[EXERCISE DETAILS] Transcribe the records exactly. Pictures do not belong in the transcription.

[Records of labeled points]
____________________
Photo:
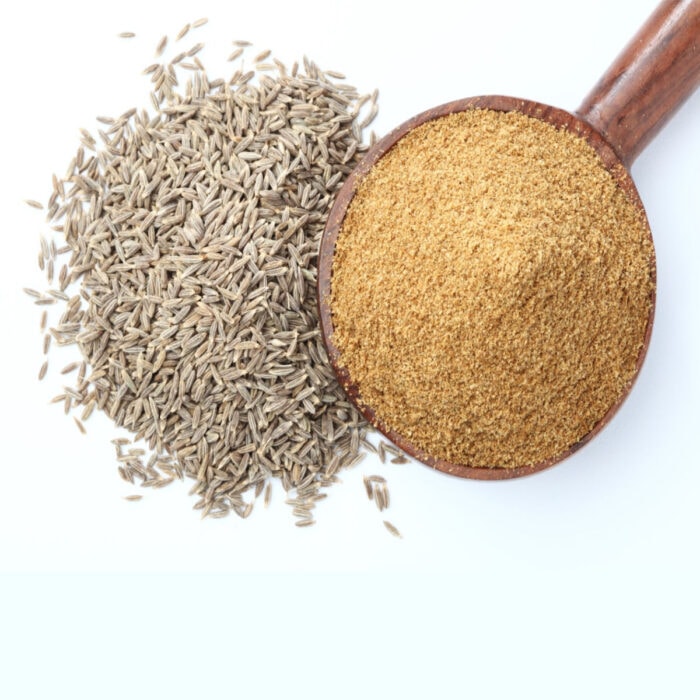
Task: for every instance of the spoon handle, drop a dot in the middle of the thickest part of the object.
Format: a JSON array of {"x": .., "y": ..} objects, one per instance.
[{"x": 652, "y": 77}]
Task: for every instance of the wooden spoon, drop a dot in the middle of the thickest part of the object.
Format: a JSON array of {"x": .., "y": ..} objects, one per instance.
[{"x": 647, "y": 83}]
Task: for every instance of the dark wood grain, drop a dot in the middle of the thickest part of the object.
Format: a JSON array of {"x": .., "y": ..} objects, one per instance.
[
  {"x": 657, "y": 71},
  {"x": 558, "y": 118},
  {"x": 652, "y": 77}
]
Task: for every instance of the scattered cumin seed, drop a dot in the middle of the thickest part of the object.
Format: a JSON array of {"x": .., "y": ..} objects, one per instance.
[
  {"x": 392, "y": 529},
  {"x": 161, "y": 46}
]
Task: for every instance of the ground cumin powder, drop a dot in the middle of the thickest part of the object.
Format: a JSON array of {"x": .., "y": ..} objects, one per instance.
[{"x": 491, "y": 289}]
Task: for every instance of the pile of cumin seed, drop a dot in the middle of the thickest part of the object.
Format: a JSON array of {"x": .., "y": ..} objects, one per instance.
[{"x": 186, "y": 277}]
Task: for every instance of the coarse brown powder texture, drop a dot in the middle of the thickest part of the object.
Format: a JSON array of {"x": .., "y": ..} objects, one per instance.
[{"x": 491, "y": 289}]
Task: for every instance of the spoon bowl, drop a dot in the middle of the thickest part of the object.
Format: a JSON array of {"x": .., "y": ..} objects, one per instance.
[{"x": 647, "y": 83}]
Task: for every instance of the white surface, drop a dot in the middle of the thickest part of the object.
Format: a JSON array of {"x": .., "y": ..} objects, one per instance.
[{"x": 578, "y": 582}]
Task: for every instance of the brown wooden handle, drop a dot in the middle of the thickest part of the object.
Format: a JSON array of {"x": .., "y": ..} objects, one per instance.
[{"x": 652, "y": 77}]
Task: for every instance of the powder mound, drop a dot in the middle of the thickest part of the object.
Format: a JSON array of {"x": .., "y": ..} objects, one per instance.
[{"x": 491, "y": 289}]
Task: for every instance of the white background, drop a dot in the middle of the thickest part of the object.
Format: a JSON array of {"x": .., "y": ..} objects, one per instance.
[{"x": 578, "y": 582}]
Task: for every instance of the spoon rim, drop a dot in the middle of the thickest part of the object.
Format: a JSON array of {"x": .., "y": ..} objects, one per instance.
[{"x": 552, "y": 115}]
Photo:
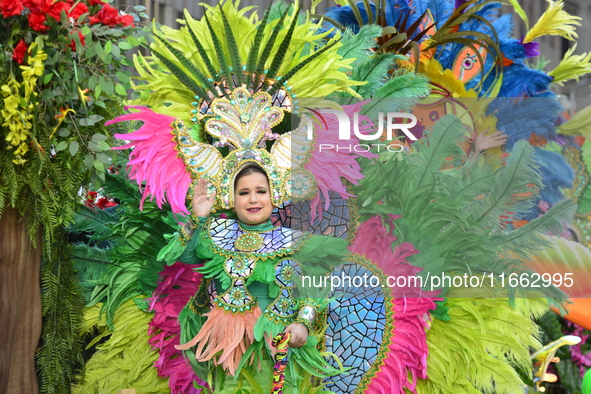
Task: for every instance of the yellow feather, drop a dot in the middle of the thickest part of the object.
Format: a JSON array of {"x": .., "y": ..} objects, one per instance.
[
  {"x": 571, "y": 67},
  {"x": 580, "y": 124},
  {"x": 555, "y": 22}
]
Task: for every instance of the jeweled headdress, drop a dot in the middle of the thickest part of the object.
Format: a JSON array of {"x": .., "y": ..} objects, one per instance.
[{"x": 234, "y": 89}]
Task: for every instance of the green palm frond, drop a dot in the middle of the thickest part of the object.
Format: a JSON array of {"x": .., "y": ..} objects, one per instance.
[
  {"x": 253, "y": 55},
  {"x": 96, "y": 222},
  {"x": 518, "y": 177},
  {"x": 301, "y": 65},
  {"x": 280, "y": 54},
  {"x": 260, "y": 68},
  {"x": 358, "y": 46},
  {"x": 232, "y": 47},
  {"x": 212, "y": 71},
  {"x": 225, "y": 68},
  {"x": 400, "y": 93},
  {"x": 181, "y": 75},
  {"x": 188, "y": 65}
]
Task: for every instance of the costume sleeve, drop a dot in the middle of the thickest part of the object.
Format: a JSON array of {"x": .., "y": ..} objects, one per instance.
____________________
[TASK RESPONSE]
Photo:
Task: for every instance of the spoon handle, drop a dot in the middle of the thickest part of the object.
Format: a JSON array of {"x": .., "y": ..} objects, one per instance.
[{"x": 652, "y": 77}]
Task: for every instance of the wooden spoon, drop a dot in the middle of the thickest part of the object.
Format: a JSON array of {"x": .., "y": ..} objects, one per instance.
[{"x": 647, "y": 83}]
Task: for every instance of the dark wood grain, drop a dot in the middle of the thickest part of the object.
Format: a JSON array of {"x": .., "y": ..} objects, one per instance.
[
  {"x": 657, "y": 71},
  {"x": 558, "y": 118},
  {"x": 652, "y": 77}
]
Task: for every instance of the scattered cumin seed, drop a dot in the middle of the thickest part of the object.
Format: a JSON array of {"x": .., "y": ..} objects, one per instance.
[
  {"x": 392, "y": 529},
  {"x": 161, "y": 46}
]
Task: for every instance of the ground cumin powder, drop a dot in the middle of the thickest part of the object.
Format: a JSON array of {"x": .., "y": ..} objects, one per instance.
[{"x": 491, "y": 289}]
Task: for every instance of the pile of cumin seed, drop a dot in the middle of the thickest part of the object.
Format: a JSON array of {"x": .., "y": ..} objects, one per instance.
[{"x": 186, "y": 277}]
Task: for every instance of the coarse brown powder texture, drop a dot in the middle of the thickest part of the object.
Format: a JSON array of {"x": .., "y": ..} objects, one per instance.
[{"x": 491, "y": 289}]
Task: for every instance of the spoon bowl, drop a dot in the middle of the thickest part of the object.
Format: a JSON array of {"x": .., "y": ..} objects, one per instance.
[{"x": 647, "y": 83}]
Task: for every instance of the white surface, drop a dot in the middle of the thickest part of the object.
Format: a JSON array of {"x": .., "y": ..} objects, one per instance.
[{"x": 578, "y": 582}]
Task: for every instance of the brown wooden handle, drop a dot in the middle of the thickest part of the object.
Format: a JSON array of {"x": .., "y": ..} objects, one per instance.
[{"x": 652, "y": 77}]
Task: for every instance of the powder mound, drop a dot in the middle of the thickest part of the object.
Format: a JSON array of {"x": .., "y": ..} objects, one per instance.
[{"x": 491, "y": 289}]
Task: for every instance of the white background, drop a dot in the middle of the thickest part of the object.
Format: a JSON array of {"x": .., "y": ..} objects, one per instance.
[{"x": 578, "y": 582}]
Task: for every instance of the spoon rim, drop a dot in the middle of the thickest part of the object.
Format: a JSON array of {"x": .., "y": ..} objects, one per instance.
[{"x": 552, "y": 115}]
Photo:
Task: for every instance of the yellow feather, drop a dot in the middle of the thickest part of the object.
Format: a JSON array of {"x": .., "y": ..} objects, one per instance.
[
  {"x": 571, "y": 67},
  {"x": 580, "y": 124},
  {"x": 555, "y": 22}
]
Task: for every instance of the jeweled headdress, drop a dot in the middle of the thickest part of the object.
Format: a JSON array of {"x": .., "y": ..} objects, one per instance.
[{"x": 234, "y": 89}]
Task: for every instance of the green palm frond, drop a dot in the middle of the thickest part of the object.
Format: a JSON array of {"x": .., "y": ..} objects, one per instance.
[
  {"x": 253, "y": 55},
  {"x": 96, "y": 222},
  {"x": 518, "y": 177},
  {"x": 301, "y": 65},
  {"x": 280, "y": 54},
  {"x": 260, "y": 68},
  {"x": 358, "y": 46},
  {"x": 232, "y": 47},
  {"x": 212, "y": 71},
  {"x": 225, "y": 68},
  {"x": 400, "y": 93},
  {"x": 181, "y": 75},
  {"x": 188, "y": 65}
]
Task: for every instance of the costume sleeve, drop a dot in the middle of the thickest part of the object.
Format: a JSON array of {"x": .., "y": ..} objects, one per instance.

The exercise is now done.